**Travail demandé**
Recopiez intégralement, sans aucune modification, la critique de Dragon donnée ci-dessous.

Dragon de Thomas Day
Policier ?
Il y a peu d'auteurs à s'être hasardés sur le territoire de Dan Simmons et en être ressortis vivants, pour ne pas dire vainqueurs : le Francis Berthelot de Nuit de colère, qui défiait L'Echiquier du mal, et donc le Thomas Day de Dragon, qui défie me semble-t-il "Mourir à Bangkok", une nouvelle extraite de L'Amour, la mort.
De l'univers de Thomas Day (dans lequel le Nocher des livres m'a gentiment incité à me replonger), je gardais l'image floue d'un auteur qui, un peu comme le scénariste de mangas Kazuo Koike (Lone Wolf & Cub, devenu Baby Cart au cinéma ; Crying Freeman ; Lady Snowblood), travaillait dans l'outrance (pour le dire vite et mal) , ce qui le rapprochait de certaines oeuvres de Dan Simmons, mais surtout de la mouvance splatterpunk (et ses scènes de violence décrites en détail, j'y reviendrai).
Je n'utilise pas ce terme générique au hasard : suivant Ken Tucker donc, le splatterpunk est né de la volonté de remplacer les fantômes par les tueurs en série dans les récits horrifiques, et il a débouché par exemple sur la célèbre tétralogie de Thomas Harris, entamée par Dragon rouge, un ouvrage adapté une première fois au cinéma par Michael Mann, comme Thomas Day le sait fort bien (notez qu'Aelinel a fait ce rapprochement pertinent avant moi).

**Données fournies**
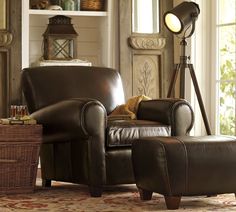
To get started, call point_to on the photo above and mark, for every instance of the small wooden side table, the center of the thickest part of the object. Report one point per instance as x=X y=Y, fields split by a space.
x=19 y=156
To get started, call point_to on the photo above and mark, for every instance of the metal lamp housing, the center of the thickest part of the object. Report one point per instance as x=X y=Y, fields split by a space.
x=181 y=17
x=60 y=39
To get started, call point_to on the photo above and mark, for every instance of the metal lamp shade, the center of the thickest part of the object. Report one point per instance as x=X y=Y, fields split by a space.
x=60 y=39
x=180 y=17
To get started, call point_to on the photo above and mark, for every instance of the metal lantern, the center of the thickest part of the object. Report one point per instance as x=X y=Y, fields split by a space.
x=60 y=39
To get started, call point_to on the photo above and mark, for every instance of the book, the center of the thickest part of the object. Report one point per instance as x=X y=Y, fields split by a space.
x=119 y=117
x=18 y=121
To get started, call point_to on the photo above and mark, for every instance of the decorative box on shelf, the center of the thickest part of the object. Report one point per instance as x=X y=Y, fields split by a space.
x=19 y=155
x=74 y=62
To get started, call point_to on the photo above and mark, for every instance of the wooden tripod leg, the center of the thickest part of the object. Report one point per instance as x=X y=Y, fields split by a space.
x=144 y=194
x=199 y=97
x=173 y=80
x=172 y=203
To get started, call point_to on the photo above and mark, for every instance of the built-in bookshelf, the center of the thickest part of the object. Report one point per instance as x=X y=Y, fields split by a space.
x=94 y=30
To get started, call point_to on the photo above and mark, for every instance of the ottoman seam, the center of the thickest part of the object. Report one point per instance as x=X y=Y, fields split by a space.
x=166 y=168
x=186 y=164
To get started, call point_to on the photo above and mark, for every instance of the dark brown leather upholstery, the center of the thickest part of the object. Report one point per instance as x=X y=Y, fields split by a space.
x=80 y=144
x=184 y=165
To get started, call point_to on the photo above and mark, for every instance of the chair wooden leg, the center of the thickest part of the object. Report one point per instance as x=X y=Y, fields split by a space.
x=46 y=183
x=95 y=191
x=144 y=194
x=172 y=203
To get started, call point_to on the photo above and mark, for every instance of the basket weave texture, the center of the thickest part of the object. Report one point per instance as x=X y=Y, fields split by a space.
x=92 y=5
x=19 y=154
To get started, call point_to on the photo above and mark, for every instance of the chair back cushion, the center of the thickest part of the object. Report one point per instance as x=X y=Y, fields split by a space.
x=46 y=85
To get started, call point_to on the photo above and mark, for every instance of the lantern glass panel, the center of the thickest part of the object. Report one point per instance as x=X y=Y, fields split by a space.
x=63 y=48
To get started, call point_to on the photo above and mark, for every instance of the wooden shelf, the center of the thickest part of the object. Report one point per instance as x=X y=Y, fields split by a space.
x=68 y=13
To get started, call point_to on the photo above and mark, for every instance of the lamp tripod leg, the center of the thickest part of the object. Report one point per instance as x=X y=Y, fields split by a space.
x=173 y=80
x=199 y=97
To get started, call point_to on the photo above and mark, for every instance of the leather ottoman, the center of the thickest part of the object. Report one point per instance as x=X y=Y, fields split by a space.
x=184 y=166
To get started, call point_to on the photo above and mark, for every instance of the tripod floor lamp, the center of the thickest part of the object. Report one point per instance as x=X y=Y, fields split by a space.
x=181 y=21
--
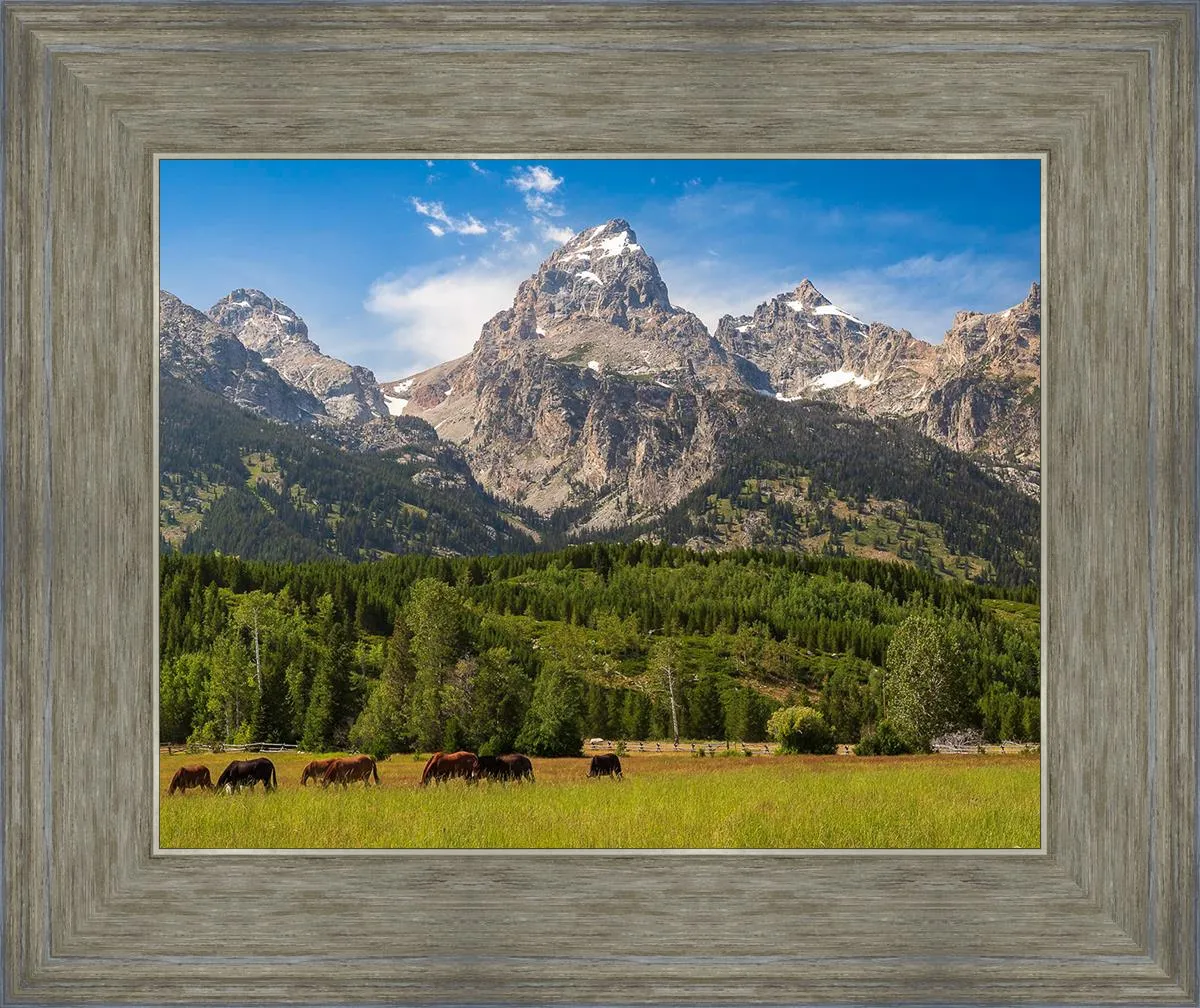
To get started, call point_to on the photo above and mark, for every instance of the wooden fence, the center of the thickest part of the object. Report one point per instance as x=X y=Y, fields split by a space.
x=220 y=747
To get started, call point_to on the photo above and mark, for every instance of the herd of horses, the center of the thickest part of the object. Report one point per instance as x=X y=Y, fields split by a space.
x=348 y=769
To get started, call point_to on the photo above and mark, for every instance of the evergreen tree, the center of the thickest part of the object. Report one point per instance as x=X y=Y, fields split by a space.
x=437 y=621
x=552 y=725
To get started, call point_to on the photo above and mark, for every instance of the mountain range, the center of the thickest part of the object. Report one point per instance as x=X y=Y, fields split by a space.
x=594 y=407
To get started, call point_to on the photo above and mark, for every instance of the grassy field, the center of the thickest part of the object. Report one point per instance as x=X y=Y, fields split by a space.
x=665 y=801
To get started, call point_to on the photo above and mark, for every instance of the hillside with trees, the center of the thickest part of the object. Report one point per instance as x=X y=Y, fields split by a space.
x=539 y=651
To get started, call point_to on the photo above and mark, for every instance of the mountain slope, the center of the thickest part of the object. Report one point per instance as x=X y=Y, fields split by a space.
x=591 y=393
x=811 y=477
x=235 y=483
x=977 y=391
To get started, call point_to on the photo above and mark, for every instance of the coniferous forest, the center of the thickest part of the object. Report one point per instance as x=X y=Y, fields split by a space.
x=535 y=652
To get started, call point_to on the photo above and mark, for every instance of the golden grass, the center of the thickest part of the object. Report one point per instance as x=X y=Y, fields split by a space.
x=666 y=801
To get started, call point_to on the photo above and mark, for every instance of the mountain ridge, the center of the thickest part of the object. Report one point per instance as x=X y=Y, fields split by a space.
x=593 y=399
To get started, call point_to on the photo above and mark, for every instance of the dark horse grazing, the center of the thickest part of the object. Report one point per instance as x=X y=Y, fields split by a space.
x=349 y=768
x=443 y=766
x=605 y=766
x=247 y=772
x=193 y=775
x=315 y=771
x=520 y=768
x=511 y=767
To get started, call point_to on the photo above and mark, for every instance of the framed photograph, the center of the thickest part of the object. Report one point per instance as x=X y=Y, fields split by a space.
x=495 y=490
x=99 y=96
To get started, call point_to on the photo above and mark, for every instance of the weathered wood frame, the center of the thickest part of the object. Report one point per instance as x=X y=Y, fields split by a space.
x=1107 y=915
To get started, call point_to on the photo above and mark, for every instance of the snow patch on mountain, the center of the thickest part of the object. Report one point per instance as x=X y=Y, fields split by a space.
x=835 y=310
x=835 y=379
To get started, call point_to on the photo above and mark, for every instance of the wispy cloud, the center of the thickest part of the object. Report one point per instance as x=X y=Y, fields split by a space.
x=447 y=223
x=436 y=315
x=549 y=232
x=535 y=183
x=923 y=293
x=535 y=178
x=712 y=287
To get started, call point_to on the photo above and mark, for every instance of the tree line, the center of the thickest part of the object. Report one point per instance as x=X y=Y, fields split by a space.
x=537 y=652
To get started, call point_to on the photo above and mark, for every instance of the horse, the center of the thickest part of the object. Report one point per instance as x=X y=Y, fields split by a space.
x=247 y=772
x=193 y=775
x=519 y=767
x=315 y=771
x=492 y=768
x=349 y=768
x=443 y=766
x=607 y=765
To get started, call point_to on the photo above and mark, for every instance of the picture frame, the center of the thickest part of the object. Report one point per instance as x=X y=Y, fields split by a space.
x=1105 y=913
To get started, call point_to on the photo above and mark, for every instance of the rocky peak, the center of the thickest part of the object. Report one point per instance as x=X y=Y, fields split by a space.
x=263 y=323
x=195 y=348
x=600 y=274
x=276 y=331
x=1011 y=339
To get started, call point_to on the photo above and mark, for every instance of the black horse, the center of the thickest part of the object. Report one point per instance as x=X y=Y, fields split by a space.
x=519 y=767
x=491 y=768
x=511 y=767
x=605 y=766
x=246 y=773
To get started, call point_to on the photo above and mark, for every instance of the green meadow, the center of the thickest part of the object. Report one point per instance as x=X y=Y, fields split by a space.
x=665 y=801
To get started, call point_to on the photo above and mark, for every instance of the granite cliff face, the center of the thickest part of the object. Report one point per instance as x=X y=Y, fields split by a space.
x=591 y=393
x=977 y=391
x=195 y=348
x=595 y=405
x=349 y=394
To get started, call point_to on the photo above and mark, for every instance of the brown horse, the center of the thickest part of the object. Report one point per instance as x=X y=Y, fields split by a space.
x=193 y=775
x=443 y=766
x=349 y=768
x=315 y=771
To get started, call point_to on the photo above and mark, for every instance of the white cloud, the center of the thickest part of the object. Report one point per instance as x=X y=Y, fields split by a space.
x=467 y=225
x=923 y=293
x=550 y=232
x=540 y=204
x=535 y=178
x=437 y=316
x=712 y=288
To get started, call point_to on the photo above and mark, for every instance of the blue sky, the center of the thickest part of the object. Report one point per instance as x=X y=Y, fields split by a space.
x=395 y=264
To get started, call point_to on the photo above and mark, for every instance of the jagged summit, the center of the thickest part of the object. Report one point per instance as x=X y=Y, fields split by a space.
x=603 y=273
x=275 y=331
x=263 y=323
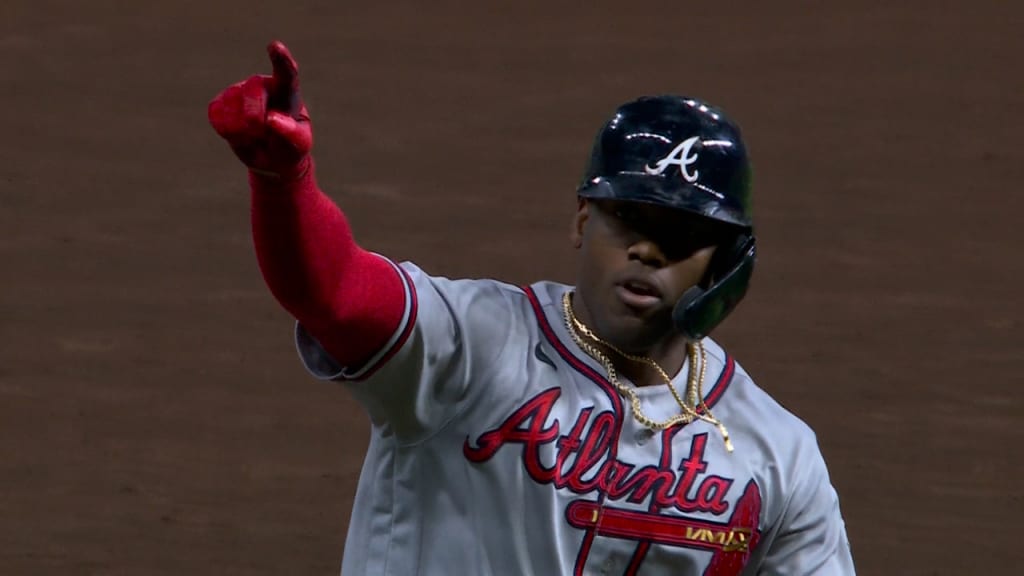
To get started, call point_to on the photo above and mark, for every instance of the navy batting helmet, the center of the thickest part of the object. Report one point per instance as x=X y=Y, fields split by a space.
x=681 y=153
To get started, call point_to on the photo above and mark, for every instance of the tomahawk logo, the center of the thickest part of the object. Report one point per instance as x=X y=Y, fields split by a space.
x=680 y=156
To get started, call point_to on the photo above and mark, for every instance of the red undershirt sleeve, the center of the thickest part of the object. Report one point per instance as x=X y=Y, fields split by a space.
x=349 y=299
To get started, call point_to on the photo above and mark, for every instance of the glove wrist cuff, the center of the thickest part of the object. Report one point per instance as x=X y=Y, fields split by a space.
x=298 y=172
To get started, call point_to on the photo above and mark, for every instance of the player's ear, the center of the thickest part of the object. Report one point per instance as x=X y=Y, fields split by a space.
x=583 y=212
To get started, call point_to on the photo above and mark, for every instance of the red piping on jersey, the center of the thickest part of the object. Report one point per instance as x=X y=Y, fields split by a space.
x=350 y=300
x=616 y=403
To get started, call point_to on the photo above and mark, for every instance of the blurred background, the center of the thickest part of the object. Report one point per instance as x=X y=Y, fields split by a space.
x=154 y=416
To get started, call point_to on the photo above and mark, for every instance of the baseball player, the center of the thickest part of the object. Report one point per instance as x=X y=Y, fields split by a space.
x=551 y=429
==
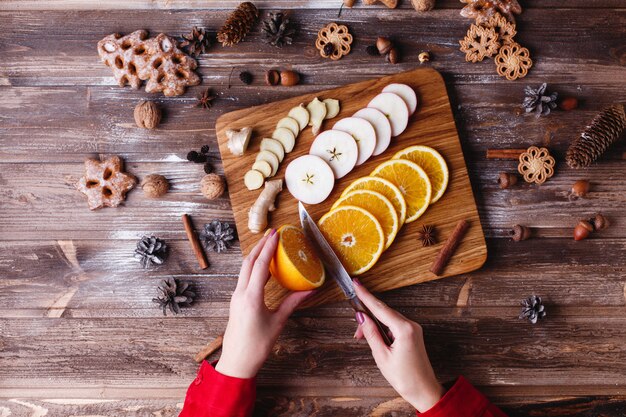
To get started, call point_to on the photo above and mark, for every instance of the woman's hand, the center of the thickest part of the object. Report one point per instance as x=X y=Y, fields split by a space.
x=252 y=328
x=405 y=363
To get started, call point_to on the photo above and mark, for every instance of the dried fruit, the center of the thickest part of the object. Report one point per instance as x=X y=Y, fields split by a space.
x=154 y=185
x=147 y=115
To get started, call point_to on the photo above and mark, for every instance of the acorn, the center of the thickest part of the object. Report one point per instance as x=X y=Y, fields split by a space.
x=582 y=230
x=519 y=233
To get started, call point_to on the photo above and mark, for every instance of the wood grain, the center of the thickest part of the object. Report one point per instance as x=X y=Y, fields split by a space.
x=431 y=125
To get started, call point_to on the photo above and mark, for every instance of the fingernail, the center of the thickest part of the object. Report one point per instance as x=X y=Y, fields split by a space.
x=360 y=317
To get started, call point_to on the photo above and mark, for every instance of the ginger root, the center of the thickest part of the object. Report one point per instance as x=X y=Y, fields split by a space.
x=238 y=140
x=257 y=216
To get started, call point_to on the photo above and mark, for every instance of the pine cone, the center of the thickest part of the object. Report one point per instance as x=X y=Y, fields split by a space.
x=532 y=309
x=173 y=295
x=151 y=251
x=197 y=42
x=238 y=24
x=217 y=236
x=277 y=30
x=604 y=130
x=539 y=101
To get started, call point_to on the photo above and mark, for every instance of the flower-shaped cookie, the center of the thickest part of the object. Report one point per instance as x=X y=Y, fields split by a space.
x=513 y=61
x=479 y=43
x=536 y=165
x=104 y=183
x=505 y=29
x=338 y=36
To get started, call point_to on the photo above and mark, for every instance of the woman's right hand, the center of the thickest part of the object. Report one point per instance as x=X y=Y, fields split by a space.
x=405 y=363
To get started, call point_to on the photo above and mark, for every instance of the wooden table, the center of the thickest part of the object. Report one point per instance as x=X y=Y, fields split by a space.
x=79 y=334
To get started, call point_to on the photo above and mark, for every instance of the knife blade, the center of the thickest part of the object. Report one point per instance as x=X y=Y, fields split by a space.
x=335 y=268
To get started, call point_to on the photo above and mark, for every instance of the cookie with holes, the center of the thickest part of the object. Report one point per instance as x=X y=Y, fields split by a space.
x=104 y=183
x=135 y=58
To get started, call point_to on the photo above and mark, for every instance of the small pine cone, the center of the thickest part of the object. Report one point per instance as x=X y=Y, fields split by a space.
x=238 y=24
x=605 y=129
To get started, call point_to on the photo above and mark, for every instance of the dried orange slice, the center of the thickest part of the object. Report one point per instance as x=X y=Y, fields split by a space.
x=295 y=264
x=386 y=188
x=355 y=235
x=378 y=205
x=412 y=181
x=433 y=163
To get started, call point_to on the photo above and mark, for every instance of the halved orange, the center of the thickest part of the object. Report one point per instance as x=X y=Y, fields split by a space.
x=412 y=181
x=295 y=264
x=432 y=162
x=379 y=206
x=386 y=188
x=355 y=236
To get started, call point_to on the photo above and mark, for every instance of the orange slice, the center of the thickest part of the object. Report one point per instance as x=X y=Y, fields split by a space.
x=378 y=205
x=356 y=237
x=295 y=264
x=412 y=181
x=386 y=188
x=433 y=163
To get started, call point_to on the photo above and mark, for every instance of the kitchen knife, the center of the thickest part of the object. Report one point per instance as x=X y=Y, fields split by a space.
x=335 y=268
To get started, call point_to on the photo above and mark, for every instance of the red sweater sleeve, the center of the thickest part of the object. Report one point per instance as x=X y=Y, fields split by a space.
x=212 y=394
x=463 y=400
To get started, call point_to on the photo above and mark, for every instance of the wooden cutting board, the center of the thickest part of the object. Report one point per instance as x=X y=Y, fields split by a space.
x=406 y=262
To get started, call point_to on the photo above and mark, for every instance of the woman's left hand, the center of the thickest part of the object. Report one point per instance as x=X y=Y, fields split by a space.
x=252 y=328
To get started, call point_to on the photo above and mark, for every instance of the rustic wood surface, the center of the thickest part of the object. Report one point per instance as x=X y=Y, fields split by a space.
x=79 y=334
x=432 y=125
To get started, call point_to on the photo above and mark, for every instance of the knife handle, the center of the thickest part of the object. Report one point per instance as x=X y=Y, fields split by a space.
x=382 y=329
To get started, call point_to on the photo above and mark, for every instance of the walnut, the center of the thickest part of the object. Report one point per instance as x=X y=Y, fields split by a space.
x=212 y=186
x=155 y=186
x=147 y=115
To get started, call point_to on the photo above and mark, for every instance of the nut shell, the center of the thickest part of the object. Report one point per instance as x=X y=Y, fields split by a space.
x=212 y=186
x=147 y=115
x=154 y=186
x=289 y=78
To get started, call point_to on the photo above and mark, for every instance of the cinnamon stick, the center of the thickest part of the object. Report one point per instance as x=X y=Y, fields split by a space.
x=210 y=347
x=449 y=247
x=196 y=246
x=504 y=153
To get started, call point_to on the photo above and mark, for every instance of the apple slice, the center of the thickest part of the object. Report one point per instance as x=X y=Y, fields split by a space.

**Résultat de l'exercice**
Dragon de Thomas Day
Policier ?
Il y a peu d'auteurs à s'être hasardés sur le territoire de Dan Simmons et en être ressortis vivants, pour ne pas dire vainqueurs : le Francis Berthelot de Nuit de colère, qui défiait L'Echiquier du mal, et donc le Thomas Day de Dragon, qui défie me semble-t-il "Mourir à Bangkok", une nouvelle extraite de L'Amour, la mort.
De l'univers de Thomas Day (dans lequel le Nocher des livres m'a gentiment incité à me replonger), je gardais l'image floue d'un auteur qui, un peu comme le scénariste de mangas Kazuo Koike (Lone Wolf & Cub, devenu Baby Cart au cinéma ; Crying Freeman ; Lady Snowblood), travaillait dans l'outrance (pour le dire vite et mal) , ce qui le rapprochait de certaines oeuvres de Dan Simmons, mais surtout de la mouvance splatterpunk (et ses scènes de violence décrites en détail, j'y reviendrai).
Je n'utilise pas ce terme générique au hasard : suivant Ken Tucker donc, le splatterpunk est né de la volonté de remplacer les fantômes par les tueurs en série dans les récits horrifiques, et il a débouché par exemple sur la célèbre tétralogie de Thomas Harris, entamée par Dragon rouge, un ouvrage adapté une première fois au cinéma par Michael Mann, comme Thomas Day le sait fort bien (notez qu'Aelinel a fait ce rapprochement pertinent avant moi).